Quoted text>

* * * * * * *

Figure 4 compares the ML models applied to the SPI data from Tridolino station. Like the results of previous stations, the results obtained for Tridolino station indicated an enhancement of the model accuracy with the increase of the SPI duration. Moreover, KNN outperformed other ML models regarding the train data while underperforming in comparison to other ML models for the test data across all scenarios. In the following, the comparison of the metric results shown in Figure 4 are presented based on different SPI durations.

Regarding the 6-month SPI, the ANN model with a lag time of 4 achieved the most favorable RMSE (0.437) and the lowest MAE (0.349), while the MLR model with a lag time of 6 demonstrated the highest NSE and R² (0.793 and 0.794, respectively). Consequently, lag times of 4 or 6 may have been optimal for the 6-month SPI. Furthermore, the KNN model with a lag time of 1 achieved the weakest performance in terms of RMSE (0.572). Also, KNN with a lag time of 4 displayed the poorest performance in terms of MAE (0.457), NSE (0.562), and R² (0.630).

For the 9-month SPI, the ANN model with a lag time of 1 achieved the lowest MAE (0.272), while the MLR model with a lag time of 4 attained the highest R² (0.843). Additionally, the XGBR model with lag times of 2 and 4 had the best RMSE (0.365) and NSE (0.841), respectively. Therefore, no definitive conclusion can be drawn regarding the optimal lag time for the 9-month SPI. Furthermore, KNN with a lag time of 1 exhibited the lowest NSE (0.702), while KNN with a lag time of 5 demonstrated the poorest performance in terms of RMSE (0.490), MAE (0.402), and R² (0.748).

Regarding the 12-month SPI, the XGBR model with a lag time of 6 displayed the most favorable MAE (0.227), whereas the MLR model with a lag time of 1 achieved superior performances in terms of RMSE (0.300), NSE (0.899), and R² (0.909). Consequently, a lag time of 1 might be considered optimal for the 12-month SPI. Moreover, KNN with a lag time of 4 demonstrated the weakest performance in terms of RMSE (0.465) and MAE (0.354), while KNN with a lag time of 2 showed the lowest NSE (0.789) and the lowest R² (0.797).

Regarding the 24-month SPI, the ANN model with a lag time of 4 exhibited the highest NSE (0.954), while the MLR models with lag times of 1, 3, and 6 demonstrated superior performances in terms of MAE (0.148), RMSE (0.197), and R² (0.956), respectively. Thus, no definitive conclusion can be made regarding the optimal lag time for the 24-month SPI. Conversely, KNN with a lag time of 2 displayed the weakest performance across RMSE (0.233) and MAE (0.291), while KNN with a lag time of 5 demonstrated the lowest for NSE (0.895) and R² (0.897).

* * * * * * *

Dataset content>
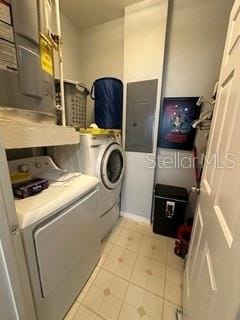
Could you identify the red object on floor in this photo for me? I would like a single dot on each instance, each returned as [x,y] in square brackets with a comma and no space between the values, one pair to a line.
[183,235]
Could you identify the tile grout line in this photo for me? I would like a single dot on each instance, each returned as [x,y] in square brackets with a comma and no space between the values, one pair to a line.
[127,287]
[129,281]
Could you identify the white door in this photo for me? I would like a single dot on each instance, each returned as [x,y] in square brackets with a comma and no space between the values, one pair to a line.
[15,296]
[212,274]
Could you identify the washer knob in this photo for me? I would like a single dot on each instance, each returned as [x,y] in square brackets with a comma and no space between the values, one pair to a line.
[23,168]
[38,165]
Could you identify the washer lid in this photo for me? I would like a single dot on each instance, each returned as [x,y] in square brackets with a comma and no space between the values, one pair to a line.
[53,199]
[112,166]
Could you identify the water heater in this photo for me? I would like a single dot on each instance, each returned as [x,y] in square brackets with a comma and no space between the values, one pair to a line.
[26,56]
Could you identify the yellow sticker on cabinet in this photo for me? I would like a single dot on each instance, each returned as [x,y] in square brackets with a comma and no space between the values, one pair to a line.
[46,51]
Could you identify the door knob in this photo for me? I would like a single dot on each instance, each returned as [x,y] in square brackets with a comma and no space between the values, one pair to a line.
[196,189]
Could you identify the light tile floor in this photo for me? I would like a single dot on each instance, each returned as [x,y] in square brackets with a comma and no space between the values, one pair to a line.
[138,277]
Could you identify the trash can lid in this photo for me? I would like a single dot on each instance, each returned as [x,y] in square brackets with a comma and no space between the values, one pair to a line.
[171,192]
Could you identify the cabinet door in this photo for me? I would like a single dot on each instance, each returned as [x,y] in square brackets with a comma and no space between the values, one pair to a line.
[141,107]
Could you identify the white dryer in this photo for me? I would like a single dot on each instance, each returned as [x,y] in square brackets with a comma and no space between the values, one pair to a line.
[101,156]
[60,231]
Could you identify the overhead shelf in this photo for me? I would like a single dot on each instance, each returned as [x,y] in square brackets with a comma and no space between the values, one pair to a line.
[20,134]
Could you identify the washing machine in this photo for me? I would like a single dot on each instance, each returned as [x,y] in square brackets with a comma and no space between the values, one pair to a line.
[100,155]
[60,232]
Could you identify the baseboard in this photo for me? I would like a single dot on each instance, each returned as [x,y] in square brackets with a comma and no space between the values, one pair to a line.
[134,217]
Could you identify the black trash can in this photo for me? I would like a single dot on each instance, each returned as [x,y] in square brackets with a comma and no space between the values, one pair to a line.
[169,209]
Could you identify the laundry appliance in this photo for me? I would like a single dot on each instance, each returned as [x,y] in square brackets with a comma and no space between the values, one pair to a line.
[100,155]
[60,232]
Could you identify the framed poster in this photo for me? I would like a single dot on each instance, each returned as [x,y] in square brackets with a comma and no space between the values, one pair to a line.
[177,116]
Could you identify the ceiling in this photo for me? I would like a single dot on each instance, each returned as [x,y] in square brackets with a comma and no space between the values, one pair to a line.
[88,13]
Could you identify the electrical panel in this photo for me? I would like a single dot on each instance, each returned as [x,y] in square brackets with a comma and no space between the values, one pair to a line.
[26,56]
[140,117]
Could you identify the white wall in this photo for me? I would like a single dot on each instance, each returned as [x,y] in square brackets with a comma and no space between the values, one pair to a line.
[195,41]
[102,53]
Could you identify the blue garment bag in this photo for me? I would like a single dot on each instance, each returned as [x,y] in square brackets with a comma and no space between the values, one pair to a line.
[107,94]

* * * * * * *

Things to do>
A – In the Tridolino station text, which model and lag time produced the lowest MAE for the 9-month SPI?
B – Please explain why the Tridolino station text suggests a lag time of 1 might be optimal for the 12-month SPI.
The records were taken from a separate source.

Responses per task>
A – The ANN model with a lag time of 1 (MAE 0.272).

B – With a lag time of 1, the MLR model performed best on three of the four metrics: RMSE (0.300), NSE (0.899), and R² (0.909). Only the best MAE (0.227) came from a different setup, the XGBR model with a lag time of 6.